• PROVIDED PASSAGE:
++++
But I also read that warning on the Stress Coat and did not know about the salmonella so I guess better safe than sorry.
I will have to come up with some sort of screening on four tanks to prevent the cat from doing this.

Thanks again.


----------



## Tinga (Nov 27, 2009)

Maybe a small fountain for the cat as well??
http://www.amazon.com/Catit-Fresh-Drinking-Fountain-Reservoir/dp/B001B5B3BI


----------



## jrf (Nov 10, 2009)

One of my co-workers has a 55 with a glass versa top on it. She said her cat loved to jump onto it and look down at the fish. One day she was cleaning the lid in the bathroom and heard loud splashing comming from the tank. When she got there, there was water all over the floor and a trail of it leading to her terrified soaking wet cat. She says it has never jumped onto the lid since that day. :lol:


----------



## Wolffishin (Sep 9, 2009)

Thanks for the additional tips.

Maybe I need to surprise my cat with the missing top trick also. :lol: 
Sounds like it's a good way to put a stop to that behavior.
++++
Answer these questions from the forum thread:
1. How many tanks does the first poster plan to screen to keep the cat away?
2. What does Tinga suggest getting for the cat?
3. In what room was jrf's co-worker cleaning the lid when she heard splashing from the tank?
The coordinate labeling data isn't needed for anything here.

(Coordinate labeling data)
++++
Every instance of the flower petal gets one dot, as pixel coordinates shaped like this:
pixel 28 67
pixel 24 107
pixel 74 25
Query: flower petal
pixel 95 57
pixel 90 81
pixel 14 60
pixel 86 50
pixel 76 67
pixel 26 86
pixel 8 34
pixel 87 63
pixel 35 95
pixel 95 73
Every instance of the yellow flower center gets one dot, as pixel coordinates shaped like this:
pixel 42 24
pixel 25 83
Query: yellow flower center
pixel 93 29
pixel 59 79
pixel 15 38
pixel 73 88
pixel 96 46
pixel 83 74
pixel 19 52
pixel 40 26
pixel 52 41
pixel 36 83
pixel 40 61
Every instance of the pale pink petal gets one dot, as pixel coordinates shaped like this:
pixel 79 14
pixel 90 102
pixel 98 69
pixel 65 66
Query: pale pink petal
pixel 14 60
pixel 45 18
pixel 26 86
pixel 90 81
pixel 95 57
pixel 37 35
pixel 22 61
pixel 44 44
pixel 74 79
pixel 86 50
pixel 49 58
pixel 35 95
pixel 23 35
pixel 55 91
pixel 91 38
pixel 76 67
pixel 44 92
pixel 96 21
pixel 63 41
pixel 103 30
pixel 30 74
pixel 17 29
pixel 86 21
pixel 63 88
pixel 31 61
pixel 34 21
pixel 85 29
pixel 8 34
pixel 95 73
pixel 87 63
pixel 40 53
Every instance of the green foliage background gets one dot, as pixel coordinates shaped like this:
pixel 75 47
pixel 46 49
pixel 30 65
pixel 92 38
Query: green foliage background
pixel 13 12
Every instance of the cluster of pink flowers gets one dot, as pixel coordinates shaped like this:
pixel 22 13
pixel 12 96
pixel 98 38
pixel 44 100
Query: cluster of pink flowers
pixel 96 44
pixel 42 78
++++
• WORKED SOLUTION:
1. Four tanks.
2. A small fountain.
3. The bathroom.